▶ **Aim**
Update the data below so that "marker" becomes "pin" wherever it occurs, and leave everything else as it is.

Start of Available data

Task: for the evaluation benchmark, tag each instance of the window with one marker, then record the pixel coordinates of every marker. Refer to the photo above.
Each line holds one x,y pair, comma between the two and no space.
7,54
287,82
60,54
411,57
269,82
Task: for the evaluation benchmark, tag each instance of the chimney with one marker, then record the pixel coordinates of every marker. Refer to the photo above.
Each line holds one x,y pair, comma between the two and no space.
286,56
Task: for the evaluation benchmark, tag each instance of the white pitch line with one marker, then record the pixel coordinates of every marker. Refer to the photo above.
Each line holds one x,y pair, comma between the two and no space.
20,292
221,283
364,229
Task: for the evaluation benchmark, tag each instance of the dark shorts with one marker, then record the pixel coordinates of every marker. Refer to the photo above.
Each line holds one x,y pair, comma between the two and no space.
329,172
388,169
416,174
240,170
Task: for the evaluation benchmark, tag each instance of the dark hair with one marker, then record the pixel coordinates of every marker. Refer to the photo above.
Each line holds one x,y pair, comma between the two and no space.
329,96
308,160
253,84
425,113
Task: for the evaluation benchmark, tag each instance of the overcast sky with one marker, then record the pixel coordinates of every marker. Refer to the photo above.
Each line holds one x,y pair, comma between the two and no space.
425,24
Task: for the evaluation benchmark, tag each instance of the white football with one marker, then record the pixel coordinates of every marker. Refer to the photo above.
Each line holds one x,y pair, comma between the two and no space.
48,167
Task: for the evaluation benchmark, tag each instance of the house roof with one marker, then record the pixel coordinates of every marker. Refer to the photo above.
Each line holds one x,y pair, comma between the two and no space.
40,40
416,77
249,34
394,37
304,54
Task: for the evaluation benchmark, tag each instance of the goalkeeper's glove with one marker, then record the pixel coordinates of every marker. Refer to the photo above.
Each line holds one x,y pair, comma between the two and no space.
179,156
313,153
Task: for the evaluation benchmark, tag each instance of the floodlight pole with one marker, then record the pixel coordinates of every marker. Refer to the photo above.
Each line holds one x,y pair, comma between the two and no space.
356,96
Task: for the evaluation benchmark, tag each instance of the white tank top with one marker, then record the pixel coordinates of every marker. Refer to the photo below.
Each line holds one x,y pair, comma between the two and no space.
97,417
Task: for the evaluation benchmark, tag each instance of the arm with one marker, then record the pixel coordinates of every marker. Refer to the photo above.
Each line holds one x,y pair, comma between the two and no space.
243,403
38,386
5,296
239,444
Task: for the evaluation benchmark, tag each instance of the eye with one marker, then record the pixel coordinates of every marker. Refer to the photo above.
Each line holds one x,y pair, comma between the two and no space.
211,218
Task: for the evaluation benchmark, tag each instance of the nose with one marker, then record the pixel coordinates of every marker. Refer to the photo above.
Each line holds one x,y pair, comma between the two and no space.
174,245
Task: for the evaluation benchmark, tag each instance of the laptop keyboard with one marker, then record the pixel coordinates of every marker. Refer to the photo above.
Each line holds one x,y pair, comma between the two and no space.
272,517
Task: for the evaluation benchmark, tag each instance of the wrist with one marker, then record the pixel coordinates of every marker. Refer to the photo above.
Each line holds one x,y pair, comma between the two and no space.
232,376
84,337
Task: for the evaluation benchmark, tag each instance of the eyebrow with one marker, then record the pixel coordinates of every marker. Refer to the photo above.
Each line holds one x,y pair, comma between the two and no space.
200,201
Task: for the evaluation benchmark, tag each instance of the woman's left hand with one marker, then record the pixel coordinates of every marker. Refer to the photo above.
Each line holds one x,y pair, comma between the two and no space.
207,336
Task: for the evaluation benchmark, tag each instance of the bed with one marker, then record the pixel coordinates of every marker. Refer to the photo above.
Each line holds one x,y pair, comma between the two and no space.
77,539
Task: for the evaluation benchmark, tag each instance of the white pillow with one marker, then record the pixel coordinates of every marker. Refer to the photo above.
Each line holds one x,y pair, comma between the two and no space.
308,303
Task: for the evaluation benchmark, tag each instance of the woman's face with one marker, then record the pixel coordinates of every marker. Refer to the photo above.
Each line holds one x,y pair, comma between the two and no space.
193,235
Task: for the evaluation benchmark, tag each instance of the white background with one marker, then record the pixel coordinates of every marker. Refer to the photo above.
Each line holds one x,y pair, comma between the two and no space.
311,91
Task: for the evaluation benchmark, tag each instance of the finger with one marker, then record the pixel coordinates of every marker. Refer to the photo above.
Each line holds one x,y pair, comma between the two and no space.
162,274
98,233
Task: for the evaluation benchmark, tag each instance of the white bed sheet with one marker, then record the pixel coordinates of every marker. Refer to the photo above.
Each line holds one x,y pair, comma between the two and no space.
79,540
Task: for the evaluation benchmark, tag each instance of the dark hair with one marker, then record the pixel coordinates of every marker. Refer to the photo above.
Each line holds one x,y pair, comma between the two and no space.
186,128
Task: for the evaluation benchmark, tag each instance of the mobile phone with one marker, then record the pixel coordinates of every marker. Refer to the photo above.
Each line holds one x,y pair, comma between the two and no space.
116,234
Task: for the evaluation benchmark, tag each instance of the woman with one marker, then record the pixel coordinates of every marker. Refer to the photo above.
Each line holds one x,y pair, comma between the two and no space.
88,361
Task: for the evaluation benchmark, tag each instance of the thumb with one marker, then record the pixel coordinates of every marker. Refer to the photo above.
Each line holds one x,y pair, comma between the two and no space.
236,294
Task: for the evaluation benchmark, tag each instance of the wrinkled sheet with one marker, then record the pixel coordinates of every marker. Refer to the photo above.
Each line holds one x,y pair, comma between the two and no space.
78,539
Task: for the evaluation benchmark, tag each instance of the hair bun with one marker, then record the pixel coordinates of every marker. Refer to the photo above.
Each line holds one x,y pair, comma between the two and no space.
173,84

End of Available data

▶ **Solution**
Task: for the evaluation benchmark, tag each instance of the window with one pin, then record the pixel coordinates of every pin. Refer to the photo above.
Each line holds one x,y pair, comma between the two and no space.
7,54
287,82
60,54
411,57
269,82
Task: for the evaluation benchmark, tag each instance of the chimney with one pin, then record the pixel coordinates of every pin. Refer to the photo above.
Each line holds one x,y pair, comma between the two and no space.
286,56
Task: for the evaluation benchmark, tag each instance of the white pitch line with one pin, then record the pixel coordinates of every pin. Refer to the photo above.
Each line holds one x,y pair, comma between the two and no space.
20,292
221,283
364,229
Task: for the evaluation benchmark, tag each instance of the dark shorts with one pin, then record the pixel coordinates of every pin. Refer to the photo above.
Each line holds one x,y pair, comma between the two and no space.
329,172
388,169
416,174
240,170
Task: for the evaluation benchmark, tag each instance of the dark hair with one pin, then record the pixel coordinates of every pin. Refer to the photo above.
Each line holds one x,y pair, comma between the two and no space.
329,96
308,160
253,84
425,113
Task: for the evaluation benchmark, tag each instance of the overcast sky with one pin, then record the pixel coordinates of every pin. Refer to the photo above.
Each line holds one x,y pair, comma between the two and no space.
425,24
Task: for the evaluation benchmark, tag each instance of the white football with one pin, then record the pixel coordinates of every pin. Refer to the photo above.
Each line holds one x,y pair, comma between the two and no space.
48,167
Task: for the evaluation benchmark, tag each instance of the house roof with one pin, then record the pixel coordinates of every pin. Refer to the photo above.
Each line holds one x,y pair, comma between the two and no space.
40,40
416,77
249,34
394,37
304,54
Task: for the evaluation benchmark, tag each instance of the goalkeeper's glove with one pin, then record the pixel coordinates of every pin. Refer to the photo above.
Each line holds one x,y pair, comma between the two and no space.
179,156
313,153
Task: for the evaluation benchmark, tag each instance of the floodlight pole with one pin, then record the pixel coordinates of every pin. Refer to the photo above.
Each line holds one x,y pair, comma between the two and no space.
356,96
Task: for the evaluation benchmark, tag each instance of the white tank top with one pin, then record the pixel coordinates of every pin. Refer to the photo below.
Each line holds one x,y pair, comma between the two and no space.
97,417
Task: for the evaluation benchmark, tag each instance of the arm with one pin, then record the pixel coordinates of every pin. Refer to the photo above.
Each line holds one x,y pair, comma between the two and no space.
243,403
38,386
5,296
239,444
Task: for the evaluation benchmark, tag each instance of the eye with one pin, then record the pixel coordinates of every pin. Refer to the photo above.
Each line holds one x,y pair, comma between the two and no space.
211,218
Task: for the evaluation benchmark, tag each instance of the nose with one pin, then record the pixel coordinates of every pin. Refer to the photo above.
Each line holds one x,y pair, comma between the two and no space.
174,245
Task: for the evaluation benchmark, tag each instance of the laptop keyboard with one pin, then record the pixel coordinates of every pin. Refer to the photo above.
Each line holds one x,y pair, comma between the two and no space.
272,517
Task: for the evaluation benchmark, tag each instance of the wrist with one pin, then record the pixel coordinates of every pin. Refer to the photo above.
Each line holds one x,y pair, comma between the two and no space.
232,376
84,337
Task: for the evaluation benchmark, tag each instance of the eyebrow with one pin, then record the pixel coordinates of every pin. Refer to the photo above.
Each line holds one x,y pair, comma between the two and no space.
200,201
Task: for the evaluation benchmark, tag each instance of the woman's left hand with one pin, then record the pixel coordinates of every pin. Refer to the photo above.
Each line holds one x,y pair, comma between the two and no space.
207,336
Task: for the evaluation benchmark, tag each instance of the bed with one pin, then record the pixel coordinates of every pin. Refer to the photo above.
Each line holds one x,y pair, comma between the two and no space.
77,539
Task: for the evaluation benchmark, tag each instance of the white pillow with one pin, then record the pixel coordinates of every pin. Refer to the photo above.
Each line holds one x,y pair, comma between the two and no space.
308,303
Task: for the evaluation benchmark, tag each instance of the woman's face with one pin, then record the pixel coordinates of every pin. Refer to the photo above.
Each line holds one x,y pair, comma between the two and no space.
193,235
Task: for the evaluation benchmark, tag each instance of the white background with one pin, then record the pixel coordinates of every pin. Refer to the photo above.
Each line holds one x,y pair, comma between the two and no space.
311,91
Task: for the evaluation benchmark, tag each instance of the finger with one pin, then record the pixel coordinates of every pin. Refer to the photo above.
Each line holds one x,y pair, comma between the two and no space.
162,274
98,233
Task: for the evaluation benchmark, tag each instance of the white bed sheet with one pin, then record the pixel coordinates of every pin. Refer to the photo above.
Each line holds one x,y pair, comma between the two and no space.
79,540
Task: for the evaluation benchmark, tag each instance of the dark hair with one pin, then record the pixel coordinates of every pin. Refer to the photo above.
Each line holds one x,y pair, comma between the two and no space.
186,128
Task: for the evaluation benchmark, tag each instance of the mobile phone with one pin, then record the pixel coordinates of every pin. Refer to the photo above.
Each line holds one x,y pair, comma between the two and no space.
116,234
Task: for the evaluation benchmark, tag each instance of the woman with one pin, then record the pixel coordinates of every pin. Refer to the photo above.
Each line holds one x,y pair, comma between the two and no space.
88,361
Task: for the evaluation benchmark, tag each instance of the thumb with one pin, then record the pixel coordinates of every pin. Refer to the photo above.
Each line holds one x,y pair, comma between the two and no space.
236,294
Task: for the evaluation benchmark, tag each instance of the wrinkled sheet with one pin, then record the pixel coordinates of every pin. Refer to the photo above.
Each line holds one x,y pair, comma between the two and no space.
78,539
Task: for the evaluation benchmark, tag each instance of the hair bun with one pin, then record the pixel coordinates of every pin. Refer to the photo above.
Each line holds one x,y pair, comma between the two and no space.
173,84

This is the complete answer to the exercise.